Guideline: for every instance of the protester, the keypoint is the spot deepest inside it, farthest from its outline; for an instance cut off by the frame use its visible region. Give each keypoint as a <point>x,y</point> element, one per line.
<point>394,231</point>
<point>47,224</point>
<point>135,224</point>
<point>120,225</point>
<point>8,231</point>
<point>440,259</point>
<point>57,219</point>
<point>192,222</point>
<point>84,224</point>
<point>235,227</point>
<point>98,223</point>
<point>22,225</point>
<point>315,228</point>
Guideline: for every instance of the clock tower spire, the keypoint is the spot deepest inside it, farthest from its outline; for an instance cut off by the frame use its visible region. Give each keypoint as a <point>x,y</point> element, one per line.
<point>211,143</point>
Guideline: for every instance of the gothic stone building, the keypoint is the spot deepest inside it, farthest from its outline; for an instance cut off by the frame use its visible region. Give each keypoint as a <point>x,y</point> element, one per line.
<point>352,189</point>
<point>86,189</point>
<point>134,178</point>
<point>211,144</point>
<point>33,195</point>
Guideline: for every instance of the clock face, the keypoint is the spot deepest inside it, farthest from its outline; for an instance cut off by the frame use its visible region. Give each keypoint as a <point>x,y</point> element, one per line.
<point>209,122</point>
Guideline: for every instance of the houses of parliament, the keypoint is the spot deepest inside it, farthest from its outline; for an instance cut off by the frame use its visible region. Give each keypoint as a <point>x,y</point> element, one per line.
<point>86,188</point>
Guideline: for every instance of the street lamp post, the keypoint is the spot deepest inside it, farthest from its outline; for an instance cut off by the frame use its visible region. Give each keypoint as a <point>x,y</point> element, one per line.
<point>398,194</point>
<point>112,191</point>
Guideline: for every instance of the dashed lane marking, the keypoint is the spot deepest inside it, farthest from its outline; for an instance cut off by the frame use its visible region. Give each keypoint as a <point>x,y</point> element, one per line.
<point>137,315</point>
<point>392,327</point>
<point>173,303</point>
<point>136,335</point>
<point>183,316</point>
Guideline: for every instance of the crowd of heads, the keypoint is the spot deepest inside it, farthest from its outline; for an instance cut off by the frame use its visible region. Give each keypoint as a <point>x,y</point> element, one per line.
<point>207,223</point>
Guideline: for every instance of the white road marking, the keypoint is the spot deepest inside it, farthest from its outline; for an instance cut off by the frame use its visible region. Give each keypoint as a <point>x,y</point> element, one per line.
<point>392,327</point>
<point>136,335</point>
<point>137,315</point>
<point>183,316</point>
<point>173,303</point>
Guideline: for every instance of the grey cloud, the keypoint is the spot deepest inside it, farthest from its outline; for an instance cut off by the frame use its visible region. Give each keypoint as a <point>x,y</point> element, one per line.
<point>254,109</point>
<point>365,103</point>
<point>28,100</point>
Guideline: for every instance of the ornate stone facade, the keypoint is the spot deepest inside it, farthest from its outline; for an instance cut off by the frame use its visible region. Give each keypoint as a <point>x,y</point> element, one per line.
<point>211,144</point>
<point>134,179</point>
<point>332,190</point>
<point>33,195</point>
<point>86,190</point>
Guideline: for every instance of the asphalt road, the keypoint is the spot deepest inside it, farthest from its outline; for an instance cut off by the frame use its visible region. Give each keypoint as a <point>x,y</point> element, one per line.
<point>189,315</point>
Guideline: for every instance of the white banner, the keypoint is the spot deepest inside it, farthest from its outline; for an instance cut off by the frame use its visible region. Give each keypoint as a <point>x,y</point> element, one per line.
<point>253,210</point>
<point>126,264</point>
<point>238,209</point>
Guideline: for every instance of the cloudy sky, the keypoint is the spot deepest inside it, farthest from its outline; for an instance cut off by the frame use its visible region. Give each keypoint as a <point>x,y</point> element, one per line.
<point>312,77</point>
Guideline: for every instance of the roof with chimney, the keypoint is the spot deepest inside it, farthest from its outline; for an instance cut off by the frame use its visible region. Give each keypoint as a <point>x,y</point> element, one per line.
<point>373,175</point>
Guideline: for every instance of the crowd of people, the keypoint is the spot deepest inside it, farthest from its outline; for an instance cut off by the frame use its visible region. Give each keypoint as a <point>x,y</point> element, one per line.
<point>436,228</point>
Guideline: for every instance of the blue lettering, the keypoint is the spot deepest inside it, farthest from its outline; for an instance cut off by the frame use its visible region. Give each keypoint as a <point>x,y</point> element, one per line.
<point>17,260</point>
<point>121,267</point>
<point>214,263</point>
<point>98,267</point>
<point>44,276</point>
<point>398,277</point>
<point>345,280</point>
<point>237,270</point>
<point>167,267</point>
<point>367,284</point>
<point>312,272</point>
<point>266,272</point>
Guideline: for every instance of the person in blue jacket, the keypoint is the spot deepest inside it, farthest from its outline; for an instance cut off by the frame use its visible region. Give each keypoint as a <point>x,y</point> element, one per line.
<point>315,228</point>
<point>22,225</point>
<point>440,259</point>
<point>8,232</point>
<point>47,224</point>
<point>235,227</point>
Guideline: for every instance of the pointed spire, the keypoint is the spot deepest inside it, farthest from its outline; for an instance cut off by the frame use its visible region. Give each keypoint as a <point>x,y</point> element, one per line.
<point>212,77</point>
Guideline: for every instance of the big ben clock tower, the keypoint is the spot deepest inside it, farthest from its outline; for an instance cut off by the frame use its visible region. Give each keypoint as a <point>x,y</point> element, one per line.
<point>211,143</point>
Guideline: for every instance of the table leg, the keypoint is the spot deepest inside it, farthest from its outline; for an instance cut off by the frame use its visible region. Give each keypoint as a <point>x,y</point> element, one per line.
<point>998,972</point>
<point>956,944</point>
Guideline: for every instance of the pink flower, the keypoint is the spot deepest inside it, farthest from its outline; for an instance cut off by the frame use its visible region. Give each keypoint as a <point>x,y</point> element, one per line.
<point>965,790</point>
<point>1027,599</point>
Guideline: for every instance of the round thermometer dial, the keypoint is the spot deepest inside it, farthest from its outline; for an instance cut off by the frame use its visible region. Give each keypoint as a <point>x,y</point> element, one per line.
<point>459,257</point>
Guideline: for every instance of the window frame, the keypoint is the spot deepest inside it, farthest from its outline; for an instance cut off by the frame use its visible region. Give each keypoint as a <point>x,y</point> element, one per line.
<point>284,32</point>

--------------------

WORK INSTRUCTION →
The full listing is to be written out again, exactly as shown.

SOLUTION TO THIS TASK →
Guideline: for every instance of the protester, the keypoint is the spot deepest inside it, farthest from its outline; for an instance cut off by the frame use its visible region. Give each keypoint as a <point>x,y</point> element, one per line.
<point>394,231</point>
<point>47,224</point>
<point>135,224</point>
<point>120,225</point>
<point>8,231</point>
<point>440,259</point>
<point>57,219</point>
<point>192,222</point>
<point>84,224</point>
<point>235,227</point>
<point>98,223</point>
<point>22,225</point>
<point>315,228</point>
Guideline: for every instance of the clock tower spire, the keypoint is the spot deepest inside it, farthest from its outline; for an instance cut off by the frame use its visible region. Give each keypoint as a <point>x,y</point> element, one per line.
<point>211,143</point>
Guideline: for every instance of the gothic stone building, the keypoint is the spot deepest inside it, farthest from its outline; for an instance cut off by the frame use its visible region. Give each keypoint as a <point>x,y</point> element, one per line.
<point>352,189</point>
<point>86,189</point>
<point>134,178</point>
<point>211,144</point>
<point>33,195</point>
Guideline: for every instance of the clock face, the keypoint is the spot deepest inside it, farthest from its outline; for an instance cut off by the frame use its visible region. Give each keypoint as a <point>x,y</point> element, one per line.
<point>209,122</point>
Guideline: for every instance of the houses of parliament, the keypoint is the spot deepest inside it, farthest from its outline; for an instance cut off by the frame use its visible region. Give each keypoint as a <point>x,y</point> element, one per line.
<point>86,188</point>
Guideline: for every instance of the street lamp post, the keypoint is the spot deepest inside it, farthest from its outline; for an instance cut off by the frame use its visible region. Give each keypoint as a <point>x,y</point> element, one per line.
<point>398,194</point>
<point>112,191</point>
Guideline: for every instance of the dashed lane marking, the keypoint is the spot deepest inside it, farthest from its outline; for an instance cut off by the frame use its visible region. Give each keypoint as a <point>x,y</point> element, one per line.
<point>137,315</point>
<point>392,327</point>
<point>173,303</point>
<point>136,335</point>
<point>183,316</point>
Guideline: for every instance of the crowd of heads, the keypoint is the spot deepest inside it, farthest from its outline; for an instance cut off by the frame use its visible region. Give each keypoint as a <point>x,y</point> element, one per line.
<point>207,223</point>
Guideline: for every instance of the white road marking, the keypoint is the spot deepest inside it, farthest from its outline; for an instance cut off by the frame use its visible region. Give each keypoint as a <point>x,y</point> element, one per line.
<point>392,327</point>
<point>136,335</point>
<point>137,315</point>
<point>183,316</point>
<point>173,303</point>
Guideline: for every instance of the grey cloud, the keypoint is the spot deepest inside it, farthest from its outline; for an instance cut off by the frame use its visible region. Give each keypoint as a <point>x,y</point> element, one per line.
<point>254,109</point>
<point>365,103</point>
<point>28,100</point>
Guideline: for every instance of the ornate stone facade, the keypoint is the spot deepest inside it, farthest from its outline; for an instance cut off by the frame use its visible region. Give each keypoint as a <point>x,y</point> element, one per line.
<point>211,144</point>
<point>134,179</point>
<point>332,190</point>
<point>33,195</point>
<point>86,190</point>
Guideline: for every instance of the asphalt road, the keypoint is the spot deepest inside it, farthest from its outline; for an instance cut off by the frame use its visible region. Give each keypoint as a <point>x,y</point> element, one per line.
<point>189,315</point>
Guideline: for every instance of the white banner, the keypoint is the spot deepest inside it, farthest from its outline; for an instance cut off by the frame use its visible region. Give each keypoint as a <point>x,y</point> element, one per line.
<point>253,210</point>
<point>126,264</point>
<point>238,209</point>
Guideline: for every instance of the cloudy sky, the keypoint is the spot deepest inside it, farthest from its outline; for an instance cut off by the frame use its visible region. Give each keypoint as a <point>x,y</point> element, one per line.
<point>312,77</point>
Guideline: for every instance of the roof with chimney, the keypoint is the spot deepest inside it, farthest from its outline; for an instance cut off by the frame use its visible region. Give each keypoint as a <point>x,y</point> element, one per line.
<point>373,175</point>
Guideline: for every instance of the crowd of people, the keypoint is the spot deepest inside it, farthest from its outline; for an instance cut off by the frame use its visible region. Give each keypoint as a <point>x,y</point> element, one per line.
<point>436,228</point>
Guideline: for every instance of the blue lettering, the keypoint is the spot deepest inside it, farthest from its outline; for an instance cut off by the frame use its visible region. Give each keypoint as a <point>x,y</point> element, one per line.
<point>17,260</point>
<point>121,267</point>
<point>214,263</point>
<point>98,267</point>
<point>44,276</point>
<point>398,277</point>
<point>345,280</point>
<point>237,270</point>
<point>167,267</point>
<point>367,284</point>
<point>312,272</point>
<point>266,272</point>
Guideline: for every instance of the person in blue jacket, the keypoint is the spot deepest inside it, farthest from its outline; for an instance cut off by the frame use its visible region. Give each keypoint as a <point>x,y</point> element, one per line.
<point>315,228</point>
<point>22,225</point>
<point>440,259</point>
<point>8,232</point>
<point>47,224</point>
<point>235,227</point>
Guideline: for every instance of the pointed spire, the keypoint is the spot deepest inside it, farthest from its outline; for an instance cut off by the frame use its visible region. Give each keypoint as a <point>x,y</point> element, one per line.
<point>212,77</point>
Guideline: for every instance of the big ben clock tower, the keypoint is the spot deepest inside it, farthest from its outline; for an instance cut off by the frame use its visible region. Give each keypoint as a <point>x,y</point> element, one per line.
<point>211,143</point>
Guideline: for every instance of the table leg, the keypoint is the spot deepest inside it, farthest from its outline; for an instance cut off by the frame use its visible region. Give each keypoint as a <point>x,y</point> element, one per line.
<point>998,972</point>
<point>956,944</point>
Guideline: for every instance of the pink flower, the keypoint is the spot deepest inside it, farthest from its outline; for an instance cut off by the frame use its visible region. Give each keypoint as a <point>x,y</point> element, one per line.
<point>965,790</point>
<point>1027,599</point>
Guideline: for every instance of the round thermometer dial, the keypoint is the spot deepest inside it, farthest from its outline; for an instance cut off by the frame use its visible region. Give each keypoint as a <point>x,y</point> element, one per line.
<point>459,257</point>
Guideline: for every instance of the window frame, the keypoint is the spot deepest inside it, farthest from its outline; for an instance cut off by the frame use its visible region. Give each keypoint as a <point>x,y</point> element, one per line.
<point>284,32</point>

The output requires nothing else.